EXTRACT:
— Begin —

Tuesday, March 24, 2009

Surfers Huh?

We might as well define in words the obvious: Durban has a scene going on. 

At Burn, before Avatar get on stage, Manuvah to Land play. Members of THOTS, Pocket Change, and Fruit ‘n Veg are in the crowd. At the Wreslerish/The Arrows/kidofdoom gig, all these plus Gonzo Republic, City Bowl Mizers, South Jersey Pom Poms and Fire Through The Window (although they’re just there to hand out flyers) fill up the crowd. 

In Durban it seems all bands are interested in other bands. Mostly there is a lot of hanging out together and many deep conversations about stylistic issues. In some cases there is a sound developing and, while there are exceptions to the rule, it’s obvious that there’s a punk attitude, reggae sounding style at the centre of it. 

Even metal act Sheep Down has skank roots. Pocket Change and Manuvah to Land are the super chilled, lying on the beach proponent with a bit of dub thrown in. Fruit n’ Veg are the revolutionaries and few other bands don’t have at least one skank break in a set. But it's not all just a stolen skank riff here and there. Durban ferments real revolutionaries. Something about the heat, I don't know. The thickness of the atmosphere, the slow shush of waves and palm leaves, perhaps, but Durban folk don't lie down. There is enough complacency in the atmosphere. 

Durban seems like a slow town, but the balance lies in the fact that below the surface its people are on it, more culturally charged than anywhere else in the country right now. It shows in the music, in the low down dirty mix of musical styles that lie half cast off by audiences around the city’s venues. That’s the main problem: the musicians give a fuck; the crowds do not.

It takes a Durban band leaving town for Durban to claim them as their own, to clamour to the occasional Botanic Garden gig. There is a lack of respect for the music here that is disquieting. It's almost as if by staying here, there must be something wrong with you, a reflection perhaps of the low status Durban seems to have in the eyes of other cities. But I'm not here to trumpet Durban - it has its own problems and its own beauties. And one of those beautiful things is the way there is a mutual respect between musicians and music industry peripherals based on a love of music. Sure there are the fat shark operators who prey on musicians’ need to pay rent, but these are a dying breed. The Department of Economic Development (yes, yes, the D.E.D) and serious key players in the industry are working towards building systems that standardize music business practices and methods.

— End —

REQUIREMENT A:
Render the entries from the line containing "target: green foliage background" through the end of the entries, inclusive, as a JSON list of strings with one string per line and blank lines omitted. Leave the pictures out of the answer.

[Dataset entries]
— Begin —

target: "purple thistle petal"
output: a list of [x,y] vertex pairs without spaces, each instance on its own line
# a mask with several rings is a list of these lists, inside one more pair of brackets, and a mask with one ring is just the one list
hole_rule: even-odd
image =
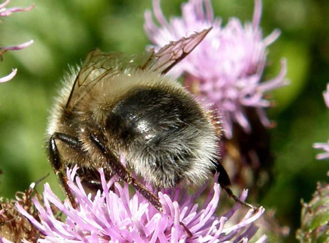
[[[12,8],[6,9],[5,7],[7,5],[8,5],[10,2],[10,0],[6,0],[3,3],[0,4],[0,16],[8,16],[11,15],[13,12],[15,12],[30,11],[34,7],[34,5],[32,5],[27,8]],[[19,45],[16,45],[16,46],[2,47],[0,47],[0,55],[3,55],[8,51],[21,50],[22,49],[24,49],[30,46],[32,43],[33,43],[33,40],[31,40],[28,42],[26,42],[25,43],[21,44]],[[0,78],[0,83],[4,83],[9,80],[11,80],[16,75],[16,73],[17,73],[17,69],[16,68],[12,69],[12,72],[10,75]]]
[[[43,205],[33,199],[40,222],[17,204],[18,210],[45,235],[38,242],[183,242],[189,235],[181,222],[192,233],[189,242],[247,242],[257,231],[253,222],[264,212],[262,207],[256,213],[249,211],[236,222],[231,216],[241,205],[236,204],[225,216],[216,216],[220,186],[214,183],[201,207],[194,202],[200,191],[196,196],[185,193],[185,188],[179,186],[161,190],[159,197],[164,212],[159,213],[138,192],[131,196],[127,183],[122,186],[113,180],[106,183],[102,169],[103,191],[98,191],[92,199],[86,194],[76,172],[76,167],[68,170],[67,177],[78,209],[73,209],[67,200],[60,202],[47,184],[45,185]],[[109,190],[113,186],[114,191]],[[247,191],[244,191],[240,199],[246,197]],[[50,205],[63,212],[66,216],[64,221],[55,217]]]
[[[159,27],[152,21],[150,11],[145,14],[144,29],[155,49],[170,40],[212,26],[195,50],[170,74],[174,77],[183,75],[187,88],[205,104],[212,105],[210,108],[222,119],[228,138],[232,137],[234,123],[239,124],[245,132],[251,132],[249,121],[245,115],[246,107],[264,110],[271,103],[264,99],[264,93],[288,84],[284,79],[284,60],[277,77],[262,81],[266,48],[277,38],[280,31],[275,30],[263,38],[259,26],[261,3],[260,0],[256,0],[251,23],[242,25],[239,19],[231,18],[225,27],[221,27],[220,19],[214,18],[210,0],[190,0],[181,5],[182,17],[169,21],[163,16],[159,0],[154,0],[154,16]],[[271,127],[272,123],[266,113],[258,113],[262,115],[260,120],[262,125]]]
[[[327,89],[326,90],[324,91],[323,95],[324,102],[326,103],[327,107],[329,108],[329,84],[327,84]],[[313,144],[313,148],[324,150],[324,153],[319,153],[317,155],[317,159],[329,159],[329,140],[328,140],[328,143],[317,142]]]
[[4,83],[4,82],[6,82],[7,81],[12,79],[14,77],[15,77],[16,73],[17,73],[17,68],[13,68],[10,74],[5,77],[0,77],[0,83]]
[[10,0],[7,0],[3,3],[0,4],[0,16],[7,16],[11,15],[12,13],[15,12],[27,12],[31,10],[33,8],[34,8],[34,5],[32,5],[28,8],[5,8],[5,7],[8,5],[10,2]]

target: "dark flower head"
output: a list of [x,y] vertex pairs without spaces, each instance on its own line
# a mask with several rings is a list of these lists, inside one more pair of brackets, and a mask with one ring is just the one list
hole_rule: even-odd
[[244,25],[238,18],[231,18],[223,27],[221,20],[214,17],[209,0],[190,0],[181,8],[182,17],[171,18],[168,22],[159,0],[154,0],[153,12],[159,27],[153,22],[150,11],[145,13],[144,28],[156,49],[170,40],[213,27],[195,50],[172,68],[171,74],[175,77],[183,75],[188,89],[218,112],[227,138],[232,137],[235,123],[245,132],[251,131],[246,107],[255,108],[262,125],[270,127],[271,123],[264,108],[271,103],[264,94],[287,84],[284,79],[286,62],[282,61],[276,77],[262,80],[266,48],[277,38],[280,31],[275,30],[263,38],[259,26],[261,1],[256,1],[253,21]]
[[[194,194],[179,186],[161,190],[158,195],[163,212],[160,213],[138,192],[131,195],[126,183],[121,185],[114,179],[106,183],[102,169],[103,191],[98,191],[93,198],[86,194],[76,176],[76,167],[67,170],[67,176],[78,209],[73,208],[67,200],[63,203],[47,183],[43,203],[32,199],[40,220],[16,204],[18,210],[44,235],[38,242],[247,242],[258,229],[255,220],[264,212],[262,207],[257,212],[250,209],[237,220],[234,216],[243,207],[236,204],[225,214],[216,215],[220,187],[215,183],[201,206],[196,201],[206,185]],[[242,192],[241,200],[245,200],[247,193]],[[64,220],[54,214],[54,207],[66,217]],[[263,235],[258,242],[265,239]]]

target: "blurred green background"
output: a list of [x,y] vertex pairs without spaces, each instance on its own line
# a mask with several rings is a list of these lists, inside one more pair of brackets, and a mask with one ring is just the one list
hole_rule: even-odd
[[[270,46],[264,79],[275,77],[280,60],[288,60],[289,86],[272,93],[276,107],[269,116],[277,123],[272,129],[275,179],[260,205],[277,209],[282,225],[299,225],[301,199],[308,201],[317,181],[328,181],[329,161],[317,161],[312,144],[329,138],[329,110],[322,92],[329,82],[329,1],[264,0],[261,26],[264,36],[281,29]],[[167,16],[180,15],[181,1],[162,1]],[[224,23],[229,16],[250,21],[253,1],[213,0]],[[91,49],[144,51],[149,44],[143,30],[144,12],[151,0],[12,0],[10,7],[27,7],[3,18],[0,45],[34,43],[3,55],[0,77],[16,67],[14,79],[0,85],[0,195],[12,198],[30,183],[47,179],[60,194],[48,164],[43,140],[47,117],[68,64],[80,63]]]

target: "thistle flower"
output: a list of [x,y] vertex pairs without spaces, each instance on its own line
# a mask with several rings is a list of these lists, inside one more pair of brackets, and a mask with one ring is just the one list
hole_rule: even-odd
[[232,137],[232,126],[238,123],[247,133],[251,126],[246,107],[253,107],[262,124],[271,127],[264,107],[271,105],[264,94],[287,84],[286,62],[281,62],[279,75],[262,81],[266,60],[266,47],[279,36],[275,30],[263,38],[259,24],[262,12],[260,0],[256,1],[252,23],[245,25],[236,18],[221,26],[214,18],[210,0],[190,0],[182,5],[182,17],[166,20],[159,0],[153,0],[153,12],[160,27],[152,19],[150,11],[145,13],[146,32],[155,48],[209,27],[213,29],[189,56],[172,68],[175,77],[184,75],[184,85],[221,118],[225,136]]
[[[10,0],[6,0],[3,3],[0,4],[0,17],[4,17],[11,15],[12,13],[15,12],[26,12],[30,11],[32,10],[34,5],[32,5],[27,8],[5,8],[5,6],[9,4]],[[0,47],[0,56],[5,53],[8,51],[17,51],[21,50],[33,43],[33,40],[30,40],[26,42],[24,42],[21,44],[15,45],[15,46],[10,46],[10,47]],[[14,68],[12,71],[12,73],[8,75],[7,76],[3,77],[0,78],[0,83],[3,83],[7,81],[12,79],[17,73],[17,69]]]
[[[324,98],[326,105],[329,108],[329,84],[327,84],[327,90],[324,91]],[[329,140],[328,142],[317,142],[313,144],[313,148],[321,149],[325,151],[324,153],[319,153],[317,155],[317,159],[329,159]]]
[[[32,199],[40,220],[16,204],[18,210],[40,231],[42,237],[38,242],[247,242],[258,229],[255,220],[264,212],[262,207],[256,212],[250,209],[237,222],[236,212],[243,207],[236,204],[225,214],[215,215],[220,187],[214,183],[201,207],[195,201],[207,185],[192,195],[179,186],[161,190],[158,194],[163,212],[160,213],[138,192],[131,196],[126,183],[122,186],[114,179],[106,183],[102,169],[103,191],[98,191],[93,198],[86,194],[76,175],[76,167],[67,169],[67,173],[77,209],[67,200],[63,203],[47,183],[45,184],[43,205]],[[241,200],[245,200],[247,193],[242,192]],[[57,208],[55,212],[54,207]],[[65,220],[60,220],[64,217],[58,218],[55,215],[58,211],[65,216]],[[265,240],[263,235],[258,242]]]
[[312,200],[302,202],[302,225],[296,233],[300,242],[328,242],[329,235],[329,184],[318,182]]

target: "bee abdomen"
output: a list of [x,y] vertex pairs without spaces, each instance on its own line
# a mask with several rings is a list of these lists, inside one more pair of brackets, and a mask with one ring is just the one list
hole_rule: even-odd
[[197,183],[212,169],[217,149],[214,128],[185,90],[135,89],[114,105],[106,124],[124,148],[128,165],[156,186]]

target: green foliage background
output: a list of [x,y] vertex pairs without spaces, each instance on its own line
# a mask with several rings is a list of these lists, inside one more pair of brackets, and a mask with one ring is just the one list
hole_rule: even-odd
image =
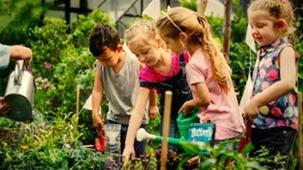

— End —

REQUIREMENT B:
Answer these questions about the post on Durban's music scene:
(i) Which band plays at Burn before Avatar takes the stage?
(ii) Which band at the Wreslerish/The Arrows/kidofdoom gig was there only to hand out flyers?
(iii) Which metal act is said to have skank roots?

ANSWER A:
[
  "target: green foliage background",
  "output: a list of [x,y] vertex pairs without spaces, each instance on its own line",
  "# a mask with several rings is a list of these lists, inside one more pair of brackets, and a mask with one ring is just the one list",
  "hole_rule: even-odd",
  "image ="
]

ANSWER B:
(i) Manuvah to Land
(ii) Fire Through The Window
(iii) Sheep Down